Short problem A »
Please write out every line of the rows that come after the text on Sharon M. Weiss, keeping each one unchanged.

- Education: University of Rochester (BS, MS, PhD)
- Scientific career
- Fields: Light–matter interaction, silicon photonics, porous silicon biosensors, nanotechnology, nanocomposite materials
- Workplaces: Vanderbilt University (2005–present)
- Doctoral advisor: Philippe Fauchet

= Sharon M. Weiss =

American electrical engineer

Sharon M. Weiss is an American professor of electrical engineering and physics at Vanderbilt University. Weiss has been awarded a Presidential Early Career Award for Scientists and Engineers (PECASE), an NSF CAREER award, an ARO Young Investigator Award, and the 2016–2017 IEEE Photonics Society Distinguished Lecturer award for her teaching and fundamental and applied research on silicon-based optical biosensing, silicon photonics for optical communication, and hybrid and nanocomposite material systems. She is the Cornelius Vanderbilt Chair in Engineering at Vanderbilt University, in addition to the Director of the Vanderbilt Institute of Nanoscale Science and Engineering (VINSE).

Provided material »
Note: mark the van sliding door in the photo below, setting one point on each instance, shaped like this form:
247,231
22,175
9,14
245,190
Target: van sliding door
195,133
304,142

Short problem B »
According to the text on Sharon M. Weiss, who was her doctoral advisor?

Complete response A »
Note: mark the van sliding door in the photo below, setting one point on each instance, shaped like this form:
247,231
22,175
9,14
245,190
Target: van sliding door
195,133
304,142

Complete response B »
Philippe Fauchet.